> _What is expected_: Take the line containing "Indicate every instance of the white column" and every line after it in the data below, and print them exactly as given, with nothing else.

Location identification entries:
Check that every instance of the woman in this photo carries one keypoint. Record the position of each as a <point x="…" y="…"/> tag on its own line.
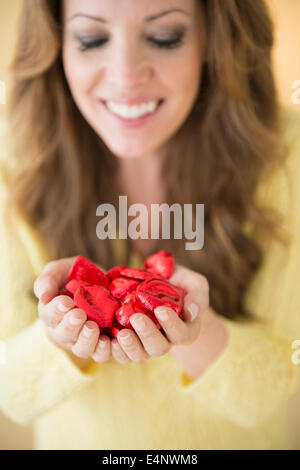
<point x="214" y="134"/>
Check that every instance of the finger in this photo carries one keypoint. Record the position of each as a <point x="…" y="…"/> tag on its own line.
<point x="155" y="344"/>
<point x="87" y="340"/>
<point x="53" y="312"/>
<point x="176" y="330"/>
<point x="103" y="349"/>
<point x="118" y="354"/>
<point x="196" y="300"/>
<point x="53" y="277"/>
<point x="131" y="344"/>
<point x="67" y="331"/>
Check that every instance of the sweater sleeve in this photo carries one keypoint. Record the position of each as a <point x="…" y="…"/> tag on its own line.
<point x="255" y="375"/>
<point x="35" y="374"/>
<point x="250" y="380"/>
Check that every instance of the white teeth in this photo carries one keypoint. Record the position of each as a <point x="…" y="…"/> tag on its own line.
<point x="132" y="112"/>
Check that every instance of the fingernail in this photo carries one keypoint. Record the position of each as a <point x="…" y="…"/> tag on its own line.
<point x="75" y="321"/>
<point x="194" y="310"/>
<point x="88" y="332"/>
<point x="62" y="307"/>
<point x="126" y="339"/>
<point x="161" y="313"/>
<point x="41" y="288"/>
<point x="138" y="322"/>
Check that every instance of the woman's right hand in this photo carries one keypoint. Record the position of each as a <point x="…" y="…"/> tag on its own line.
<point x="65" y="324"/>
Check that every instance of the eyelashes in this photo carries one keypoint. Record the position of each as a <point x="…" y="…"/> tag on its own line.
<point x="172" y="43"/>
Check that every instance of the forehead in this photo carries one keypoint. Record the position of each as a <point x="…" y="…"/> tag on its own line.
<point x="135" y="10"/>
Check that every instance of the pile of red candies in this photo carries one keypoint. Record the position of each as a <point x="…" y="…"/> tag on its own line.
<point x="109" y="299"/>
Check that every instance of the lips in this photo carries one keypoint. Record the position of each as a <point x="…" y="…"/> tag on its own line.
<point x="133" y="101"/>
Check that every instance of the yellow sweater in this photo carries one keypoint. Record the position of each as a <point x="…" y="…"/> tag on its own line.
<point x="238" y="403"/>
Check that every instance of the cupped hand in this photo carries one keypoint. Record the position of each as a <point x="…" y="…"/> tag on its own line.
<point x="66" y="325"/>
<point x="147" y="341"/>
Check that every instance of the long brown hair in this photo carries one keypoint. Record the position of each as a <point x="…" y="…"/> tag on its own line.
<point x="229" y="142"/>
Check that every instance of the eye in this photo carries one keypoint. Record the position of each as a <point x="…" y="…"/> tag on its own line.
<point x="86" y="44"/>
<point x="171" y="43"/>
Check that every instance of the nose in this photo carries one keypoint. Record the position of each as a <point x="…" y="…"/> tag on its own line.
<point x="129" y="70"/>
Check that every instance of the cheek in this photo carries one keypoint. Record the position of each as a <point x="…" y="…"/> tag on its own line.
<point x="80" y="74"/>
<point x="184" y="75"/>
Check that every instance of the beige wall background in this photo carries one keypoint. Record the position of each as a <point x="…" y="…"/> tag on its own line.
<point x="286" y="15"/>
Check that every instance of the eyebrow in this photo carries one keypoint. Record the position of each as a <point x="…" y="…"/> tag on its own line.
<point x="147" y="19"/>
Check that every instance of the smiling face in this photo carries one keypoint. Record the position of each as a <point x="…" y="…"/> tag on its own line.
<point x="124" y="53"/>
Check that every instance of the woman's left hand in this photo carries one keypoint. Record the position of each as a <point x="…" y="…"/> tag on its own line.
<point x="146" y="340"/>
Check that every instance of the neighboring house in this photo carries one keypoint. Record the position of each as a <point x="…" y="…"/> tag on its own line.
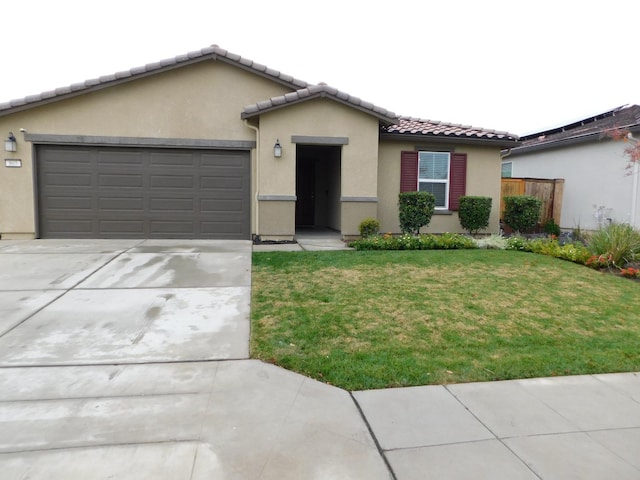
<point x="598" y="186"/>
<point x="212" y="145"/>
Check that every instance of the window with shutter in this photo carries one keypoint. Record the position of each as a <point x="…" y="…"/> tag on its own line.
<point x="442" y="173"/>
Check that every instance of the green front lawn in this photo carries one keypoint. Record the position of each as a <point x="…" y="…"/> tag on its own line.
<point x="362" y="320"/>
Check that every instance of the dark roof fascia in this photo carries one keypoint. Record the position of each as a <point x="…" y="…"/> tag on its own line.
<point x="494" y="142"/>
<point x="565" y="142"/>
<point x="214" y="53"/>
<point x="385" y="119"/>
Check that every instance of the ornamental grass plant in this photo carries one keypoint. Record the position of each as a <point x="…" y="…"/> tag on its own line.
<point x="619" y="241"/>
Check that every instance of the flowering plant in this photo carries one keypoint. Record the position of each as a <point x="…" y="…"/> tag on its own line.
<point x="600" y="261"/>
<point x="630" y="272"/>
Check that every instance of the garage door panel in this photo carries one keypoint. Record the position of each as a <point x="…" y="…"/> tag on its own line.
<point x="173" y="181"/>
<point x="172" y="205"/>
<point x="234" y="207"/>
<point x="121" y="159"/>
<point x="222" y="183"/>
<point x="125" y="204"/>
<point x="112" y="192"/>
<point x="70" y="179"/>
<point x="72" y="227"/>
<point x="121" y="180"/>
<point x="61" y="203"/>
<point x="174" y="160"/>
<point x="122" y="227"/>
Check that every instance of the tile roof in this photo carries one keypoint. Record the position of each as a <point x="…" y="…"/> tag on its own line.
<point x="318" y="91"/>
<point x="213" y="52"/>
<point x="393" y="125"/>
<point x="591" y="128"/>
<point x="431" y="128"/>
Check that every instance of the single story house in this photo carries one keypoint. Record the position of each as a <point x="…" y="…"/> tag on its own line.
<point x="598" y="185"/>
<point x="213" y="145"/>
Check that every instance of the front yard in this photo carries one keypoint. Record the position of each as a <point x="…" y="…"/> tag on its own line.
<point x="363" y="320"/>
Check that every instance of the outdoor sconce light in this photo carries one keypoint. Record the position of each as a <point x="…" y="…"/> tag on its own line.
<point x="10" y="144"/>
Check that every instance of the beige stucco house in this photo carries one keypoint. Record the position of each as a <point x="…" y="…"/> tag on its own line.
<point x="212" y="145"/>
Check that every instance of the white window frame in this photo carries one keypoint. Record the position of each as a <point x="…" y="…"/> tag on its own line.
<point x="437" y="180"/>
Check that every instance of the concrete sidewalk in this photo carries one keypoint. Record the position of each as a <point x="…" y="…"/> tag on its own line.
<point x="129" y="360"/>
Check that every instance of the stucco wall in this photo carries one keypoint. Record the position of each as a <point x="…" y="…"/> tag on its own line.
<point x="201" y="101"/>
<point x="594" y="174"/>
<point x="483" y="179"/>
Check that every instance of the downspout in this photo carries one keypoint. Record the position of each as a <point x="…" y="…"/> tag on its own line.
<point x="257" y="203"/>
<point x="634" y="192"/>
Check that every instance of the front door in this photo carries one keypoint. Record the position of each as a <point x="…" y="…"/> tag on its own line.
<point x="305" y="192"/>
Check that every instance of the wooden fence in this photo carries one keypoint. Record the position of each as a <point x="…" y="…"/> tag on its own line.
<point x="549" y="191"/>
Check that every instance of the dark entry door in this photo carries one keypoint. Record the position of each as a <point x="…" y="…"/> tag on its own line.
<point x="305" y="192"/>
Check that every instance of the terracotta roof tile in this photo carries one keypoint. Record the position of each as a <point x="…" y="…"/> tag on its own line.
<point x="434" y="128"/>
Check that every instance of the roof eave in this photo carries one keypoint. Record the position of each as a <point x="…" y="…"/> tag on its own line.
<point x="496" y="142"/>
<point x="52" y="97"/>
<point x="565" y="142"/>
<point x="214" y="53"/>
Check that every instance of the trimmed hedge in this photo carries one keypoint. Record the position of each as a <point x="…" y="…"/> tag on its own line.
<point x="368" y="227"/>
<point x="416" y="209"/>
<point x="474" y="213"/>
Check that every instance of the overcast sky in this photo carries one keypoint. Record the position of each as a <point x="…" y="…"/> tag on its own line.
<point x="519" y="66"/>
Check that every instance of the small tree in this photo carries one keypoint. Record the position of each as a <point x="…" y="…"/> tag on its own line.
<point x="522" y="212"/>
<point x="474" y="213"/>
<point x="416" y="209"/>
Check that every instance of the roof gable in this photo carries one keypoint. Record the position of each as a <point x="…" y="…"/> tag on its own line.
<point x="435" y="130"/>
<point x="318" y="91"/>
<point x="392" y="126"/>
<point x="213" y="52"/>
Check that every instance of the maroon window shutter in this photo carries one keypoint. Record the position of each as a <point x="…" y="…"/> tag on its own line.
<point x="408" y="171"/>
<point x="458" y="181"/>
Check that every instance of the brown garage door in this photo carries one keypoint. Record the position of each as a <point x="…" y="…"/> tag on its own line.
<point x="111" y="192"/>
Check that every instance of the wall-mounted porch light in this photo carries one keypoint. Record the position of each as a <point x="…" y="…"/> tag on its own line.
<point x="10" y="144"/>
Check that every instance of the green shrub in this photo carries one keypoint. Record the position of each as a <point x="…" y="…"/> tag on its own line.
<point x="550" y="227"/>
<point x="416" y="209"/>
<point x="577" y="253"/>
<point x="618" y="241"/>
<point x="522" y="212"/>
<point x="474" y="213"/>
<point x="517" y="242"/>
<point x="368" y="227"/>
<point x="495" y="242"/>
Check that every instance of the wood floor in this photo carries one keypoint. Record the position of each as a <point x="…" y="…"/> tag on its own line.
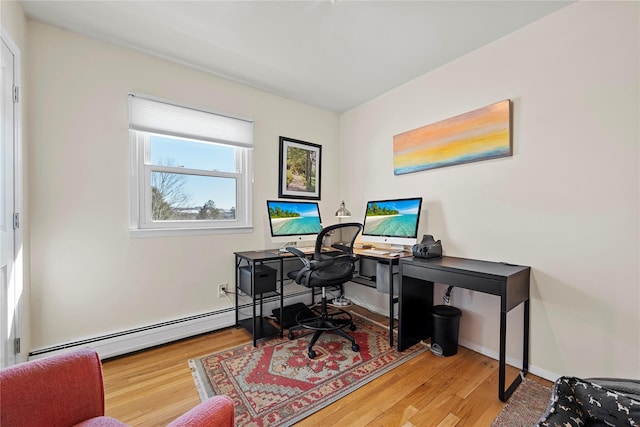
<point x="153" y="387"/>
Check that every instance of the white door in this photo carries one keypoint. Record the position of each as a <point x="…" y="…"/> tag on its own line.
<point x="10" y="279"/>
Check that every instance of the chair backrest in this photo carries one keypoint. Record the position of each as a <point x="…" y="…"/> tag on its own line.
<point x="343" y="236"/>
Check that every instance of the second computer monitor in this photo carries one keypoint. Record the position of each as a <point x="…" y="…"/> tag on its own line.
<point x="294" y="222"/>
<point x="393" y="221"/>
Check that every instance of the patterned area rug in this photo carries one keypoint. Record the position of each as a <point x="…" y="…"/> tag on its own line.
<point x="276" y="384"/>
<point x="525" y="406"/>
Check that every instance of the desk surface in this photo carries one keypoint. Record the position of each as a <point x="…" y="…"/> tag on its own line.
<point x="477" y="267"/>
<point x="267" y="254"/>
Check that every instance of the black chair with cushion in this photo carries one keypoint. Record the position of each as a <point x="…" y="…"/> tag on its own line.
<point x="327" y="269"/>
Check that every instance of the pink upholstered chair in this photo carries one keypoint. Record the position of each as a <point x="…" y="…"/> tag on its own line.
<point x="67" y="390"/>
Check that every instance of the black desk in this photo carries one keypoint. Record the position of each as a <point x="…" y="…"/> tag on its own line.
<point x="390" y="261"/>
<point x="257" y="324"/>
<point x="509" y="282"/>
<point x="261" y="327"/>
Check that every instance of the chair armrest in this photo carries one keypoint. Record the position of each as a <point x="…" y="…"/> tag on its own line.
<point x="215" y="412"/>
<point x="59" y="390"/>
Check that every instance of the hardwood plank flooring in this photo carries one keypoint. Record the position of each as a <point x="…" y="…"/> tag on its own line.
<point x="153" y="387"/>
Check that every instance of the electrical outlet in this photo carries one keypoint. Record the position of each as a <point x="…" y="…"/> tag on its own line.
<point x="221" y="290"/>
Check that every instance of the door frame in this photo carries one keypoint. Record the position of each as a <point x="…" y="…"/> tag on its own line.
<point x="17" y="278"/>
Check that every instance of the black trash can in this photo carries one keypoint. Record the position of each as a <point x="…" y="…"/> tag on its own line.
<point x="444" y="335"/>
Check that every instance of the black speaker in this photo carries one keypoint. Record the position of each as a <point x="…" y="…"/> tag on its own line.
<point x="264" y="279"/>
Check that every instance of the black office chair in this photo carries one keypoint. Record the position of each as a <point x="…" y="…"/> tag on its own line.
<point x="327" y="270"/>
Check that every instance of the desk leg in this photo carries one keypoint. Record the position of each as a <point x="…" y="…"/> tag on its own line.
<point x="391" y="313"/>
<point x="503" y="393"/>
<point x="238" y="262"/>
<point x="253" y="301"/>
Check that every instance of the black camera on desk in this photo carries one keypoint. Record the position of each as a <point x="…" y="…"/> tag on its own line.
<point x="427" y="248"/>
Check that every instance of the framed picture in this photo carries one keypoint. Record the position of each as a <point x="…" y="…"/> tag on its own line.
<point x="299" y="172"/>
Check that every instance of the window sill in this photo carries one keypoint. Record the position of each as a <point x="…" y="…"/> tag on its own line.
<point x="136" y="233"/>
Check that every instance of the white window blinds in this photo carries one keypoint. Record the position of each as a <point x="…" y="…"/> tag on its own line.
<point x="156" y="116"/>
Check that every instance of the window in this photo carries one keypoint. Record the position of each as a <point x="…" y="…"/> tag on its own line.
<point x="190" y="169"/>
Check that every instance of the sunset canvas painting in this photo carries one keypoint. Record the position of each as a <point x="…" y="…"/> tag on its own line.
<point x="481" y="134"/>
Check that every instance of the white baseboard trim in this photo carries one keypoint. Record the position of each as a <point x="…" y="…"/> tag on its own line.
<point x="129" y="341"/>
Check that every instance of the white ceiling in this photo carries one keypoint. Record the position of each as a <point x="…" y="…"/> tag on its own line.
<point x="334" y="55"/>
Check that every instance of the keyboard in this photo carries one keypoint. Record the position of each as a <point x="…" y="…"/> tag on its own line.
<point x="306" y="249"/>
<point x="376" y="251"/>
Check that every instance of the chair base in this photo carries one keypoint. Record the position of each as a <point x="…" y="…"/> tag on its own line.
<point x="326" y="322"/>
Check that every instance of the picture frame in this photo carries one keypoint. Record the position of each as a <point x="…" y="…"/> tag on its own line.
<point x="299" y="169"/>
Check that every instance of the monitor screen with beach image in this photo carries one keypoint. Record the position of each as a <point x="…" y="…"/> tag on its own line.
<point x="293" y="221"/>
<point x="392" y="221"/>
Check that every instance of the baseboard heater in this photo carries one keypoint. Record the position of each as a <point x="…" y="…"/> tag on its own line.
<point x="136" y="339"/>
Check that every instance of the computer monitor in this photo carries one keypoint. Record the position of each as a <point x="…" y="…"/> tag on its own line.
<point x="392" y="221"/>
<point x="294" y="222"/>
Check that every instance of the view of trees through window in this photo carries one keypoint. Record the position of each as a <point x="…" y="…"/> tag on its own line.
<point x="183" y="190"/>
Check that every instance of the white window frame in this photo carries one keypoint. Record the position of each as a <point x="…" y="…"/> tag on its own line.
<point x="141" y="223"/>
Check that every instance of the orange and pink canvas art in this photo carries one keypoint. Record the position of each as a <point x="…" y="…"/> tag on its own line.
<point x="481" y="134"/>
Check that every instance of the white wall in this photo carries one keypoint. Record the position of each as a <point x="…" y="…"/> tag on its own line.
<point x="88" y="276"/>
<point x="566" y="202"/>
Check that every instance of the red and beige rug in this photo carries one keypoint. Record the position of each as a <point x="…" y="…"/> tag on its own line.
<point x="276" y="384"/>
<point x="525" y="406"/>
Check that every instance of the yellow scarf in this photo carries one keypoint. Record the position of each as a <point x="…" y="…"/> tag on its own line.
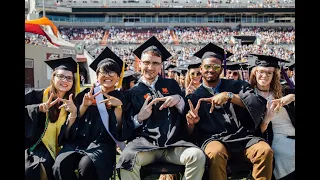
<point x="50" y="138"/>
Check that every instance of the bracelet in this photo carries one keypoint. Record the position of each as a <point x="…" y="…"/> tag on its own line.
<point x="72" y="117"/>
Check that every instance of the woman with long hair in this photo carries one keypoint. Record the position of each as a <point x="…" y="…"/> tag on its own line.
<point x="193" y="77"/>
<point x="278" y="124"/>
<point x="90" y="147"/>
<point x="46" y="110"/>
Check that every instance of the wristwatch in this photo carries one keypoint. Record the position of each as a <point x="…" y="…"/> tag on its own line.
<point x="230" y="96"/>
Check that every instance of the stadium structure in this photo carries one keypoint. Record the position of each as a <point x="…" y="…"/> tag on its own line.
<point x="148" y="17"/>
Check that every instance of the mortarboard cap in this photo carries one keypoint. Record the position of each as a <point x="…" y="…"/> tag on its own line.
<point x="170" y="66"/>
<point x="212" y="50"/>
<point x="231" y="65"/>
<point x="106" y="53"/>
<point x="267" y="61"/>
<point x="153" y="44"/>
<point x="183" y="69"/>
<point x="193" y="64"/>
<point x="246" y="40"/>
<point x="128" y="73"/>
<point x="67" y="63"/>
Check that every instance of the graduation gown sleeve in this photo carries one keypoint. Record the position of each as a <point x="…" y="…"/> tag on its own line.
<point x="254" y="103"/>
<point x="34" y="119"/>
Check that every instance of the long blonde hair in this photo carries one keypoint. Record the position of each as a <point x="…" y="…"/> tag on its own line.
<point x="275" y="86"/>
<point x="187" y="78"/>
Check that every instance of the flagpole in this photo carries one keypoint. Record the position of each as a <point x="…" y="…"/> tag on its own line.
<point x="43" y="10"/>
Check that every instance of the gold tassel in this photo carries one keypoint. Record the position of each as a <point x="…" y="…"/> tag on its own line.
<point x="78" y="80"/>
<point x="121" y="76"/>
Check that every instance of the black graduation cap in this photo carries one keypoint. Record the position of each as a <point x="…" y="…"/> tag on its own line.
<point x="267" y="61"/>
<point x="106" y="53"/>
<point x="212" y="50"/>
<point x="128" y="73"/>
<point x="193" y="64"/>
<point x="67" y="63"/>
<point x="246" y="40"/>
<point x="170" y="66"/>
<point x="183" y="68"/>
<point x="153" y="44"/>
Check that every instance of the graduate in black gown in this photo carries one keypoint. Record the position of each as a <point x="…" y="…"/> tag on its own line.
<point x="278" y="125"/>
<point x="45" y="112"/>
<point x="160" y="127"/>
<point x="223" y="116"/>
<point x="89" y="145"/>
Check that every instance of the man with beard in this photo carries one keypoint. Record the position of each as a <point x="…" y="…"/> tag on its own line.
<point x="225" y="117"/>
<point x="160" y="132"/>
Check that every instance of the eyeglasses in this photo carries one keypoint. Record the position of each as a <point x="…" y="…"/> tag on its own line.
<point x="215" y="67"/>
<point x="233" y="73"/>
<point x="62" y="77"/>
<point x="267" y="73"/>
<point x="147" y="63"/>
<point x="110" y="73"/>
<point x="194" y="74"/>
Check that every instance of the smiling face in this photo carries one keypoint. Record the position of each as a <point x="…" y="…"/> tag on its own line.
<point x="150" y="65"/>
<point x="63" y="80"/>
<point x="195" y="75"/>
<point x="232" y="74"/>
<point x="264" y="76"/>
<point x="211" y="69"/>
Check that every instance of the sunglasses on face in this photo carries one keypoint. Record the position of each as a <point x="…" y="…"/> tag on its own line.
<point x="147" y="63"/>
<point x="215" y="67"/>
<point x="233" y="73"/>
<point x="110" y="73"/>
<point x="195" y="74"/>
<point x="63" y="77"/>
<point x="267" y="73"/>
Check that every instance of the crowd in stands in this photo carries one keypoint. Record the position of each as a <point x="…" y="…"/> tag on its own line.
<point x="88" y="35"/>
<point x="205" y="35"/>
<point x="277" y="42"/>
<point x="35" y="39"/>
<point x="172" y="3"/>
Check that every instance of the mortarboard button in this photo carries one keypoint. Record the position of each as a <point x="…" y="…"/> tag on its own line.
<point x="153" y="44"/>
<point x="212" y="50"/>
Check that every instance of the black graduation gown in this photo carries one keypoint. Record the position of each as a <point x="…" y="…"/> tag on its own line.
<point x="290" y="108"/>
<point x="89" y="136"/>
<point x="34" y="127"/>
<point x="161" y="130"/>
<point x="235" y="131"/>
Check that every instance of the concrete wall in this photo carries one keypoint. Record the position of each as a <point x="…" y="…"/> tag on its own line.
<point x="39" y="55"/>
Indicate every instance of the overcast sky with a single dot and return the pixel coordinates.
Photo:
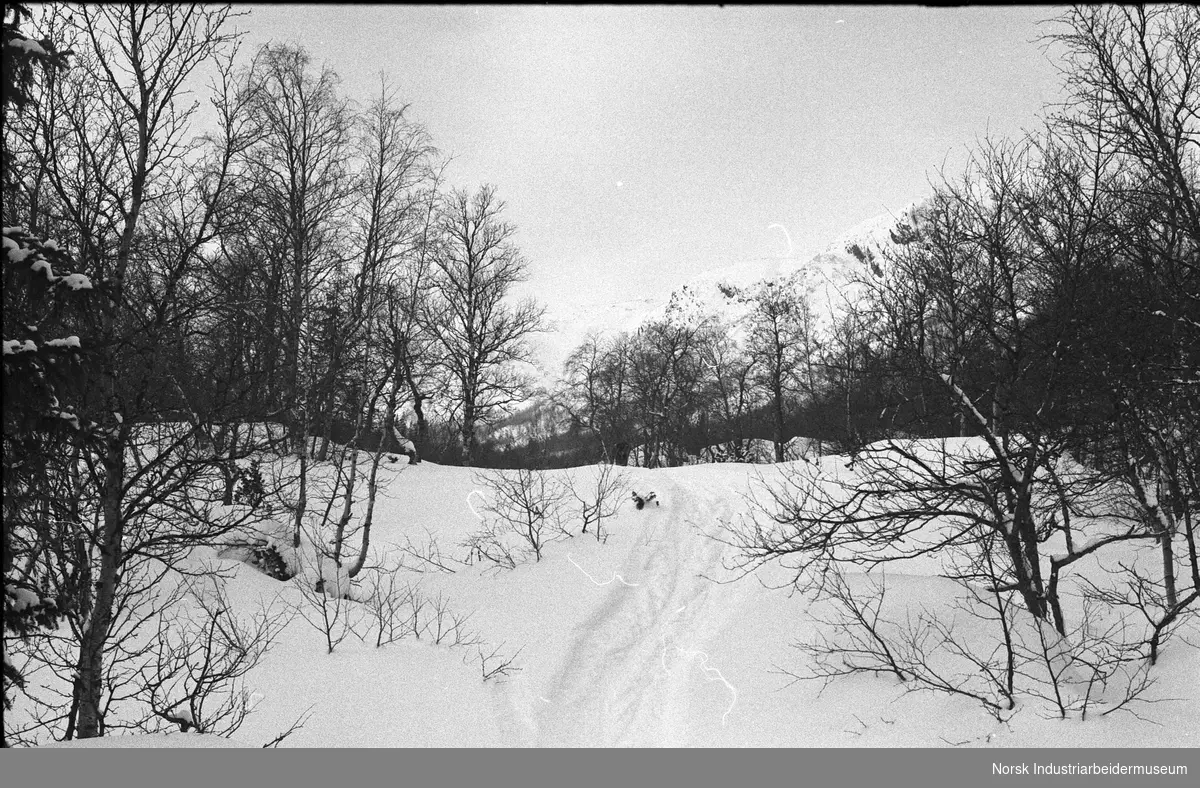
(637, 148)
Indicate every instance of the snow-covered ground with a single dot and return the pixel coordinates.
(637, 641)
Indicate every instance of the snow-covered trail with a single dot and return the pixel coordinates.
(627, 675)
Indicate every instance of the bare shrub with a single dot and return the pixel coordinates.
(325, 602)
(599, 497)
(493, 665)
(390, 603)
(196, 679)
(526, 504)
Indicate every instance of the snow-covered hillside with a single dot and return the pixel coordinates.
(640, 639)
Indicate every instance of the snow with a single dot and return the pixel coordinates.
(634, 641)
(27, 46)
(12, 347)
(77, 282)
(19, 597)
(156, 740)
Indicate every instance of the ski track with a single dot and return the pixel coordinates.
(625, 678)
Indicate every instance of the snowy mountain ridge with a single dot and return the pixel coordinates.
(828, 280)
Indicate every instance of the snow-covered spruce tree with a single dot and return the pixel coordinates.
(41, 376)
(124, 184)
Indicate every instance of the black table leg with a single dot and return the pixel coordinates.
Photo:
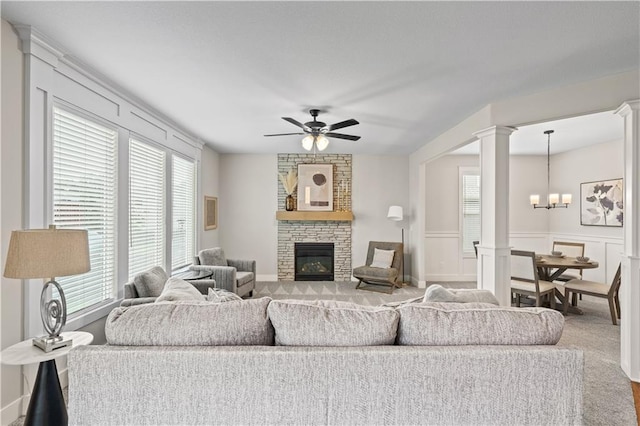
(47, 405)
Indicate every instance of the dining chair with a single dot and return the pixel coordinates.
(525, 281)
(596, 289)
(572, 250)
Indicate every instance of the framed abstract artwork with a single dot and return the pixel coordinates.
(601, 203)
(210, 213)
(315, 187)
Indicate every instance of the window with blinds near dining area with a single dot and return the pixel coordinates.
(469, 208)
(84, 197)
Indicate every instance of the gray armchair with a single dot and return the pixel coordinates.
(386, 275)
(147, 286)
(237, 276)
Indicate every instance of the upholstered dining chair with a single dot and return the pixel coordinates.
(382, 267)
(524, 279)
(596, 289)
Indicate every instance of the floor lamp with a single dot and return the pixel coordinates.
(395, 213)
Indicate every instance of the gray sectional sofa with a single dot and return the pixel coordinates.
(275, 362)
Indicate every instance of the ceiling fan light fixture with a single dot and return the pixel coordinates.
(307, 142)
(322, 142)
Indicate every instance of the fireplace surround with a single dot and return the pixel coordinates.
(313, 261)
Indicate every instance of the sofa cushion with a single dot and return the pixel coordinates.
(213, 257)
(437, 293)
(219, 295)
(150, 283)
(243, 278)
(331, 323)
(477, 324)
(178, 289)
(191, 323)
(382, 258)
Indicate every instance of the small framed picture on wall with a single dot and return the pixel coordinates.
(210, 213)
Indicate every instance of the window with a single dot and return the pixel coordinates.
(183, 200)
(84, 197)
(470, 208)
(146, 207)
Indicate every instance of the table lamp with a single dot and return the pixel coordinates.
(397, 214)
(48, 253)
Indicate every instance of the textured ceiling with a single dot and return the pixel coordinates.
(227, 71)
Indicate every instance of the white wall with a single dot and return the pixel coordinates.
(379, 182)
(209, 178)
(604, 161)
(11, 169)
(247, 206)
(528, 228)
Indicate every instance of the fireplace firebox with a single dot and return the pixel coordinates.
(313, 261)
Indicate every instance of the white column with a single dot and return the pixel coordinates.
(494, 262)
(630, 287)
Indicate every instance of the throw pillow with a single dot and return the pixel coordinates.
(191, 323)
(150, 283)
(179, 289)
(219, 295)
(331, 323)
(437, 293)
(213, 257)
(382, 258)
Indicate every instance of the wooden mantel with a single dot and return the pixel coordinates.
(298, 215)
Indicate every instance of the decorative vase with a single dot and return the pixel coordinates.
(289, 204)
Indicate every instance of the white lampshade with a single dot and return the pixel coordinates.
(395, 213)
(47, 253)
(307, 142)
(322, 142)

> _Exercise answer_:
Indicate every instance of the white column with a single dot and return the pixel coordinates.
(494, 262)
(630, 287)
Indicate every instance of the throw pillow with a single dot and return the pixel coordinates.
(191, 323)
(150, 283)
(179, 289)
(219, 295)
(331, 323)
(437, 293)
(213, 257)
(382, 258)
Indicate every instance of the wooden mantel with a single dot and return the pixel coordinates.
(298, 215)
Indicate every instance of the decorative vase with a single dot and return the pixel coordinates.
(289, 204)
Indicate every instance of the white lampshade with a single dot and return the pixel coordinates.
(395, 213)
(47, 253)
(307, 142)
(322, 142)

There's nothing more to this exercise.